Required work:
Rewrite the items below, swapping every "Outline" for "Trace" and keeping everything else the same. Leave out the pictures.

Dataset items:
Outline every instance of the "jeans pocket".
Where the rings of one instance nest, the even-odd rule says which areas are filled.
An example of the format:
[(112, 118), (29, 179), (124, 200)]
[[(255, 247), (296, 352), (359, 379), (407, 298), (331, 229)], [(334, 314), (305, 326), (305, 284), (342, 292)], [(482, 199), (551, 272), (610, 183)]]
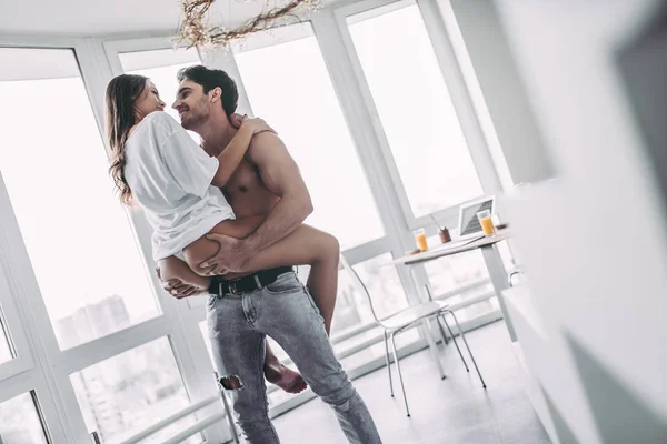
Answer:
[(303, 284), (293, 273), (285, 273), (278, 276), (276, 281), (265, 285), (263, 290), (269, 294), (287, 294), (303, 291)]
[(325, 317), (322, 316), (322, 313), (320, 312), (319, 306), (317, 306), (317, 304), (315, 303), (315, 300), (310, 295), (310, 291), (308, 291), (308, 289), (306, 286), (303, 286), (303, 291), (306, 292), (306, 297), (308, 297), (308, 302), (310, 302), (310, 306), (312, 306), (315, 314), (317, 314), (318, 317), (321, 319), (322, 322), (325, 322)]
[(216, 305), (216, 301), (218, 300), (217, 294), (209, 294), (208, 300), (206, 301), (206, 311), (210, 312), (213, 310), (213, 305)]

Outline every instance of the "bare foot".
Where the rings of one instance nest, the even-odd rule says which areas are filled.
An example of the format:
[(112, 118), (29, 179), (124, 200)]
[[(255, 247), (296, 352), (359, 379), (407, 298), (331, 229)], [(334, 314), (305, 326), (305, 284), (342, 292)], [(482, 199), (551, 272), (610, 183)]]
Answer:
[(298, 372), (286, 367), (278, 361), (265, 364), (265, 377), (287, 393), (301, 393), (308, 387)]

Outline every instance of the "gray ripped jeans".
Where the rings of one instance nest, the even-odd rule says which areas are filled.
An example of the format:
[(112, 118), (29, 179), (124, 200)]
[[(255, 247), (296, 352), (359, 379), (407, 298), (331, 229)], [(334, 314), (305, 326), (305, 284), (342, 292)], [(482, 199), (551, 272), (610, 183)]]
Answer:
[(334, 407), (350, 443), (381, 443), (366, 404), (334, 355), (319, 310), (293, 272), (279, 275), (261, 290), (209, 296), (207, 319), (218, 374), (236, 375), (242, 384), (231, 394), (249, 443), (280, 442), (268, 416), (267, 335), (289, 354), (312, 391)]

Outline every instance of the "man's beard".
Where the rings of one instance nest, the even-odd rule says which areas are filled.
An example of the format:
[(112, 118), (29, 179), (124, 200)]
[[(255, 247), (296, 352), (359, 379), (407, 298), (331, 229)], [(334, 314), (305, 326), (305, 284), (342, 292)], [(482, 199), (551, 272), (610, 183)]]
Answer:
[(192, 109), (187, 111), (187, 117), (185, 120), (181, 119), (181, 125), (186, 130), (193, 130), (197, 127), (201, 125), (208, 119), (207, 114), (202, 114), (200, 112), (196, 112)]

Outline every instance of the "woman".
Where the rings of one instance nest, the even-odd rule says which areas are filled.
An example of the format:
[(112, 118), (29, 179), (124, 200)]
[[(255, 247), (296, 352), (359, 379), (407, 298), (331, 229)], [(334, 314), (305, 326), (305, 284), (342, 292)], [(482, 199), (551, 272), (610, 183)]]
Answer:
[[(252, 137), (272, 130), (260, 119), (248, 119), (222, 153), (210, 158), (163, 109), (149, 79), (122, 74), (111, 80), (107, 88), (110, 173), (121, 201), (139, 204), (153, 229), (152, 253), (162, 280), (178, 275), (183, 283), (207, 287), (208, 279), (197, 271), (219, 245), (206, 235), (241, 239), (263, 221), (261, 216), (235, 219), (218, 188), (233, 174)], [(186, 262), (178, 258), (181, 253)], [(338, 254), (334, 236), (303, 224), (255, 254), (242, 272), (309, 264), (312, 275), (336, 279)], [(318, 306), (320, 296), (312, 294)]]

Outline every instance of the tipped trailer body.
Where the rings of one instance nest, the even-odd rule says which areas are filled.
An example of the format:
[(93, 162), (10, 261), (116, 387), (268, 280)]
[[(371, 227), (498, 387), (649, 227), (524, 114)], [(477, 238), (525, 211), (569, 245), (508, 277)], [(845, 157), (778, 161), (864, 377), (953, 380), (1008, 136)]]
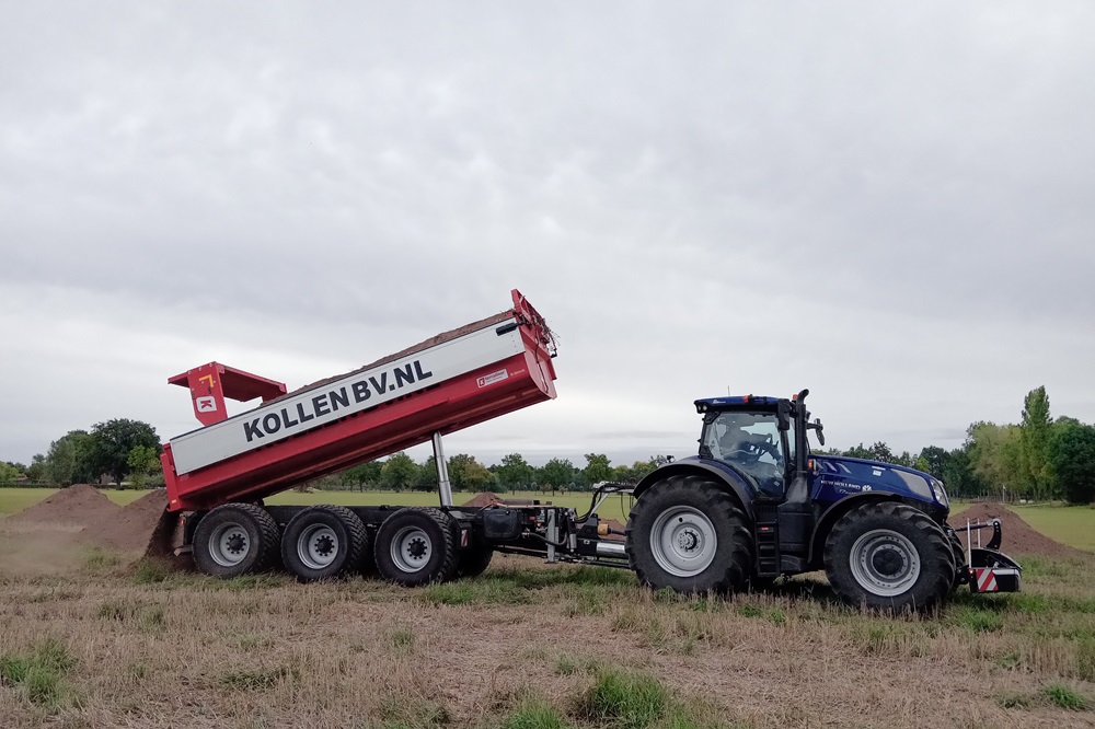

The reply:
Trace every instance of the "jeans pocket".
Where the rings of one instance nest, the even-odd rule says which areas are filled.
An example of the format:
[(112, 118), (29, 179), (124, 200)]
[[(255, 247), (296, 352), (359, 379), (407, 298), (331, 229)], [(334, 314), (305, 326), (305, 284), (342, 292)], [(482, 199), (551, 272), (610, 183)]]
Answer:
[(303, 284), (293, 273), (285, 273), (278, 276), (276, 281), (265, 285), (263, 290), (269, 294), (287, 294), (303, 291)]
[(325, 317), (322, 316), (322, 313), (320, 312), (319, 306), (317, 306), (317, 304), (315, 303), (315, 300), (310, 295), (310, 291), (308, 291), (308, 289), (306, 286), (303, 286), (303, 291), (306, 292), (306, 297), (308, 297), (308, 302), (310, 302), (310, 306), (312, 306), (315, 314), (317, 314), (318, 317), (321, 319), (322, 322), (325, 322)]
[(216, 305), (216, 301), (218, 300), (217, 294), (209, 294), (208, 300), (206, 301), (206, 311), (210, 312), (213, 310), (213, 305)]

Trace every instance of the "bare foot".
Where the rings of one instance nest, the even-odd rule says which areas are filled.
An example of the format:
[(112, 118), (29, 179), (124, 200)]
[[(255, 247), (296, 352), (359, 379), (407, 298), (331, 229)], [(334, 314), (305, 326), (305, 284), (342, 292)], [(482, 199), (551, 272), (610, 183)]]
Answer:
[(298, 372), (286, 367), (278, 361), (265, 364), (265, 377), (287, 393), (301, 393), (308, 387)]

Trace every instance of the "gray ripped jeans".
Where the rings of one instance nest, the even-odd rule says which areas are filled.
An example of the format:
[(112, 118), (29, 179), (124, 200)]
[[(255, 247), (296, 352), (359, 379), (407, 298), (331, 229)], [(334, 314), (305, 326), (305, 284), (342, 292)], [(482, 199), (551, 272), (610, 183)]]
Answer:
[(334, 407), (350, 443), (381, 443), (366, 404), (334, 355), (319, 310), (293, 272), (279, 275), (261, 290), (209, 296), (207, 319), (218, 374), (236, 375), (242, 384), (231, 394), (249, 443), (280, 442), (268, 416), (267, 335), (289, 354), (312, 391)]

Trace every instance of the "man's beard".
Where the rings of one instance nest, the even-odd rule says which areas are filled.
An example of the format:
[(112, 118), (29, 179), (124, 200)]
[[(255, 247), (296, 352), (359, 379), (407, 298), (331, 229)], [(334, 314), (305, 326), (305, 284), (342, 292)], [(482, 199), (551, 272), (610, 183)]]
Answer:
[(192, 109), (187, 111), (187, 117), (185, 120), (181, 119), (181, 125), (186, 130), (193, 130), (197, 127), (201, 125), (208, 119), (207, 114), (202, 114), (200, 112), (196, 112)]

Trace every instance of the "woman".
Where the rings of one instance nest, the even-odd rule says which areas are filled.
An example of the format:
[(112, 118), (29, 179), (124, 200)]
[[(255, 247), (296, 352), (359, 379), (407, 298), (331, 229)], [(334, 314), (305, 326), (305, 284), (342, 292)], [(482, 199), (551, 272), (610, 183)]]
Answer:
[[(252, 137), (272, 130), (260, 119), (248, 119), (222, 153), (210, 158), (163, 109), (149, 79), (122, 74), (111, 80), (107, 88), (110, 173), (121, 201), (139, 204), (153, 229), (152, 253), (162, 280), (178, 275), (183, 283), (207, 287), (208, 279), (197, 271), (219, 245), (206, 235), (241, 239), (263, 221), (261, 216), (235, 219), (218, 188), (233, 174)], [(186, 262), (178, 258), (181, 253)], [(338, 254), (334, 236), (303, 224), (255, 254), (242, 272), (309, 264), (312, 275), (336, 279)], [(318, 306), (320, 296), (312, 294)]]

Trace every instance of the tipped trailer body.
Where the rings of one instance nest, the even-odd rule says which areas are filled.
An example of the format:
[(93, 162), (10, 261), (116, 387), (268, 280)]
[[(371, 227), (498, 387), (649, 227), (524, 114)], [(477, 238), (525, 211), (569, 245), (508, 277)], [(845, 157), (778, 161), (864, 377), (953, 380), (1008, 136)]]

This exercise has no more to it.